### Text shown
————

Lately, Mrs. Lion and I have discussed our individual approaches to forced male chastity. If you regularly read here, you will have seen much of our conversations. I’ve been giving a lot of thought to roles and rules. In my experience as a top, I know that much of what happens with a bottom is more the wishes of the bottom than the top’s. I think this is generally true in the BDSM world. The reason for this is pretty simple: the bottom expresses his or her desires to the top. The top reviews this and adds his or her own personal interests. This is negotiation. I have never played with a new partner without sufficient negotiation to have a very good idea what each of our expectations are. This flies in the face of the standard fantasies where the “dom” simply forces the “sub” to obey and endure whatever he wants to dish out.
Negotiation is not a script. It just allows each person to talk about what they like or would like and what they do or don’t expect. One reason that sessions in BDSM are called “scenes” is that there is the theatrical element of scripting involved at some level. Even in a lifestyle situation with a full time master and slave, negotiation is critical. I “owned” a slave for ten years. She unconditionally surrendered to me. If I told her to quit her job, she would. This is a role she cherished. However, the reality under this was our relationship. If she were a true slave, simply property, she would never get into my bed or go out to dinner with me. She would be another appliance. The reality was we lived together and both of us worked to please one another. What does this have to do with forced male chastity?

————

### Tasks to carry out
• a. According to the negotiation text, for how many years did the writer "own" a slave?
• b. Repeat the negotiation text word for word, starting with "Negotiation is not" and going on through "forced male chastity?".
The material comes from a separate source and has no connection to the negotiation text above.

### Information provided
————

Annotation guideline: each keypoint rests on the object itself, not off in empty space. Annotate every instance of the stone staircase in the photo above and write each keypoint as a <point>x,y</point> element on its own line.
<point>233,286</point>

————

### Answers to the exercises
• a. Ten years.

• b.
Negotiation is not a script. It just allows each person to talk about what they like or would like and what they do or don’t expect. One reason that sessions in BDSM are called “scenes” is that there is the theatrical element of scripting involved at some level. Even in a lifestyle situation with a full time master and slave, negotiation is critical. I “owned” a slave for ten years. She unconditionally surrendered to me. If I told her to quit her job, she would. This is a role she cherished. However, the reality under this was our relationship. If she were a true slave, simply property, she would never get into my bed or go out to dinner with me. She would be another appliance. The reality was we lived together and both of us worked to please one another. What does this have to do with forced male chastity?